Data items

## Start

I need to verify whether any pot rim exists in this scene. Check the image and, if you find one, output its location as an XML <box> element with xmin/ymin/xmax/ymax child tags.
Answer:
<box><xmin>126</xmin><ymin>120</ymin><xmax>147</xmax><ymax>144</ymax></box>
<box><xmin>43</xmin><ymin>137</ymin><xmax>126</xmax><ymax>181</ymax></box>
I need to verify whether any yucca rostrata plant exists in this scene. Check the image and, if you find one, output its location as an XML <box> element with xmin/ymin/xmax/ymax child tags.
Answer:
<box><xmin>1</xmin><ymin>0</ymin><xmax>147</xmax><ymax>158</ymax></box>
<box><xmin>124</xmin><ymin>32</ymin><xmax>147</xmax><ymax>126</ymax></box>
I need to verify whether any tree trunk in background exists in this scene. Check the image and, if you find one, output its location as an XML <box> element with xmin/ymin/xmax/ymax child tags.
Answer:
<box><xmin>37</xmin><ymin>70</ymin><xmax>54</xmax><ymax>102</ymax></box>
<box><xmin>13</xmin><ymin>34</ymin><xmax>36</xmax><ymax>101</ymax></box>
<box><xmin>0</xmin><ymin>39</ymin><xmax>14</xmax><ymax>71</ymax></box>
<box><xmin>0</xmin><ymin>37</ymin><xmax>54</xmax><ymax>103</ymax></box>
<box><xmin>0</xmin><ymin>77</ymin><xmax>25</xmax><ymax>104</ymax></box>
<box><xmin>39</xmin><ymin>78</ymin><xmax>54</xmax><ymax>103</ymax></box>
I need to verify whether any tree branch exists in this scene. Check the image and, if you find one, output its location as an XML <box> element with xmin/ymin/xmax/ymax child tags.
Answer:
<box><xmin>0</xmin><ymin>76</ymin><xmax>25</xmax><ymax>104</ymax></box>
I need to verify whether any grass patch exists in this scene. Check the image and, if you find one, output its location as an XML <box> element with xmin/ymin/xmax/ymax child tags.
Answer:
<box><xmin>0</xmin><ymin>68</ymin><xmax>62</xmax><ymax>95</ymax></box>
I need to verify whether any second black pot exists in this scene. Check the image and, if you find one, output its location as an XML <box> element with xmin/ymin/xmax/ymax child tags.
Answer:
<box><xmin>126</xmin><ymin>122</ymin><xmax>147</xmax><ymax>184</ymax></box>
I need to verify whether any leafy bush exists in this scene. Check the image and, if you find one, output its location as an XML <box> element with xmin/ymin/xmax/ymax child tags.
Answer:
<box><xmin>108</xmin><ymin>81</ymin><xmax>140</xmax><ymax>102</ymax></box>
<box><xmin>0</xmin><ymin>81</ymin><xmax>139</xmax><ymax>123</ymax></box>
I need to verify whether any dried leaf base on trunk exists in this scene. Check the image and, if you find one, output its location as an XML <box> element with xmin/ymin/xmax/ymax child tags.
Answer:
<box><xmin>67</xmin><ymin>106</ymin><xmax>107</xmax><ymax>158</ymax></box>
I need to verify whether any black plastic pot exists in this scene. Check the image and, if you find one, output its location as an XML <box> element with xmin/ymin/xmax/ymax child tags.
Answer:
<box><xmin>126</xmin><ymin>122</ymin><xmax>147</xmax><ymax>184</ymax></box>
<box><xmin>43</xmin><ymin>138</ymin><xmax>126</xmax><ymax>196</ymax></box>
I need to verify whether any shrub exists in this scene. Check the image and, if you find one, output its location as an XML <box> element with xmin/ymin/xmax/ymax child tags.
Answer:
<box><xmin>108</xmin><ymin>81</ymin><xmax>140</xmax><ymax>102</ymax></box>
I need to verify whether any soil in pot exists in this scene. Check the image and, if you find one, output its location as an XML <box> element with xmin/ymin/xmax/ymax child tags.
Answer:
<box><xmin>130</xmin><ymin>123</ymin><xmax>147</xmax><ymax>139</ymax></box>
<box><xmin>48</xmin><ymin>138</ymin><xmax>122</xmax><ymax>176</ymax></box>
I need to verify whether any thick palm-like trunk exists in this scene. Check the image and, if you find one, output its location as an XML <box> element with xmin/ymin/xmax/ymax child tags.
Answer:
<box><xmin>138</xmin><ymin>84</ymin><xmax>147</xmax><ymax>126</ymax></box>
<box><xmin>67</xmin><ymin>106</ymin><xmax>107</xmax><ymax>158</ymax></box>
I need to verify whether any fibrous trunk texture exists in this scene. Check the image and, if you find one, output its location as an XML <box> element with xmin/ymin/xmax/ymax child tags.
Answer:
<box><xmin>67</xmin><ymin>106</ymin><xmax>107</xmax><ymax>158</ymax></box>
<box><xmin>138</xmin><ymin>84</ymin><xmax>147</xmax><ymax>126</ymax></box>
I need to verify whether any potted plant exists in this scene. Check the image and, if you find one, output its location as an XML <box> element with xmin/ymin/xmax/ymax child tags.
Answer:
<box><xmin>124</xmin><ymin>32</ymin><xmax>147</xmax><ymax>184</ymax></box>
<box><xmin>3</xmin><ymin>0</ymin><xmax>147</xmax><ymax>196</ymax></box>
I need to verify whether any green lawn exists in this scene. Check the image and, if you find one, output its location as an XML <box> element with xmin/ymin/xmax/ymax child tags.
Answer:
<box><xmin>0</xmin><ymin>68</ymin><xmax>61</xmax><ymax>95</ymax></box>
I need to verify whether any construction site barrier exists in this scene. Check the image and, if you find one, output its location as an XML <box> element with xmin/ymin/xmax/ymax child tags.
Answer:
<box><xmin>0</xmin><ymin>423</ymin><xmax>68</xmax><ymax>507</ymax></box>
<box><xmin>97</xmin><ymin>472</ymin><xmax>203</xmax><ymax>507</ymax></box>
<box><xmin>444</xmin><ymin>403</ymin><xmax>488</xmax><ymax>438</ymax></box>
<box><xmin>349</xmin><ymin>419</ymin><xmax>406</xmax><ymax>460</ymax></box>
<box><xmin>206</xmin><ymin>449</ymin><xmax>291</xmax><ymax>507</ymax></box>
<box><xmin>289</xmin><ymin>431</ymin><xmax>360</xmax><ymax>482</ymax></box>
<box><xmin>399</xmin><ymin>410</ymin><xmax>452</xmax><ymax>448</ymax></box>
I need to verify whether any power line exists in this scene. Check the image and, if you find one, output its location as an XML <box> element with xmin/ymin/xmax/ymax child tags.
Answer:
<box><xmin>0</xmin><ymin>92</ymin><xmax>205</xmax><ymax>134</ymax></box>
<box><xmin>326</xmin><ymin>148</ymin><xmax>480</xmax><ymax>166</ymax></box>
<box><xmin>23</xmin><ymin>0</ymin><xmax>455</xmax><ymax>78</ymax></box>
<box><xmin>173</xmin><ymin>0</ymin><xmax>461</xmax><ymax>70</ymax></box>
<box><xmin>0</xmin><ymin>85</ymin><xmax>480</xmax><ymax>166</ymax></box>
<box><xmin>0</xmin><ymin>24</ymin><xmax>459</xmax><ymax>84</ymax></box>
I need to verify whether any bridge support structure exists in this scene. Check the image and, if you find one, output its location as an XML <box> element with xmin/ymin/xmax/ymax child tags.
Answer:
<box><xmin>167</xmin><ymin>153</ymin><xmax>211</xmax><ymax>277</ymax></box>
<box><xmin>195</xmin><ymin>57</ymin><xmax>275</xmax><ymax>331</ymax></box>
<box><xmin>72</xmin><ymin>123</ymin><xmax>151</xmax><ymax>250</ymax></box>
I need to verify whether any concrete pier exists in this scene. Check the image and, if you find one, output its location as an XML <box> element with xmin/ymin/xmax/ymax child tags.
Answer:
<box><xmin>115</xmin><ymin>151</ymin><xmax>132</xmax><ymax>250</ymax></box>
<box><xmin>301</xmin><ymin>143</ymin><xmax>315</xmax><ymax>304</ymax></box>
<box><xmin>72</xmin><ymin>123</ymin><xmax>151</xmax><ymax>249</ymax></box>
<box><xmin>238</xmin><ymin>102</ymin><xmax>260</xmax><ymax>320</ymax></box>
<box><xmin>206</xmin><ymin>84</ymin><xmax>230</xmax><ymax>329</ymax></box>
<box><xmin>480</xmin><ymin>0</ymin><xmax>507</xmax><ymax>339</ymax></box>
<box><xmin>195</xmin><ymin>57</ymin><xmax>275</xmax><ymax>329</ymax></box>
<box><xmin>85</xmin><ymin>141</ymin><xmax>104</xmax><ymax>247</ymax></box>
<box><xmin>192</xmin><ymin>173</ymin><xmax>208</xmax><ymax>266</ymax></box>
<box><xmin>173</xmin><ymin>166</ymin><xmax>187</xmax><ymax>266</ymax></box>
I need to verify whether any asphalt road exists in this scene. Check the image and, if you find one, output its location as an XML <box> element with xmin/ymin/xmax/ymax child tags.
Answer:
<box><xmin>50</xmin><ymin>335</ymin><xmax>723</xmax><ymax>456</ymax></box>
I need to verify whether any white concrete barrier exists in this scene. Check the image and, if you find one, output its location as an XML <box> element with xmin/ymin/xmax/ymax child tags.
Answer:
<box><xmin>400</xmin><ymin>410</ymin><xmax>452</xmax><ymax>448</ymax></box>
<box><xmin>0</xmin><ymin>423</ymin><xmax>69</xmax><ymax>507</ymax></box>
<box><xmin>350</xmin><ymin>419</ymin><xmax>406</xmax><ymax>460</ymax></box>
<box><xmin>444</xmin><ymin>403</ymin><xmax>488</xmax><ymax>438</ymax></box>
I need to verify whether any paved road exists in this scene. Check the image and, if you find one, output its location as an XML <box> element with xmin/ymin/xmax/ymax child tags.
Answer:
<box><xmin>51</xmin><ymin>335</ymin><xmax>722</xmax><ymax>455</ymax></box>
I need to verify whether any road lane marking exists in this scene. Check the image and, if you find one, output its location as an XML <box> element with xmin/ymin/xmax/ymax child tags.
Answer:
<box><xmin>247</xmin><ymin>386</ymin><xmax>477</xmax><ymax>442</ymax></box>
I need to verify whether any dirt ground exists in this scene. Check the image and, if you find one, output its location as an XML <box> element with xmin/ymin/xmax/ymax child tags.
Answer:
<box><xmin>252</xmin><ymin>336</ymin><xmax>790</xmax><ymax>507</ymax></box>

## End

• _WORK TO BE COMPLETED_: Please recast the lines of the items as a JSON list of strings, one string per line with blank lines omitted, starting at the line that contains "I need to verify whether any road" and ending with the last line of the items.

• _RESPONSE TO THIS EXERCISE_:
[
  "I need to verify whether any road lane marking exists in this scene. Check the image and, if you find one, output its location as an XML <box> element with xmin/ymin/xmax/ymax child tags.",
  "Answer:",
  "<box><xmin>247</xmin><ymin>386</ymin><xmax>477</xmax><ymax>442</ymax></box>",
  "I need to verify whether any dirt ground exists in this scene. Check the image and, if you find one, output its location as an XML <box> element with xmin/ymin/xmax/ymax child tags.",
  "Answer:",
  "<box><xmin>252</xmin><ymin>336</ymin><xmax>790</xmax><ymax>507</ymax></box>"
]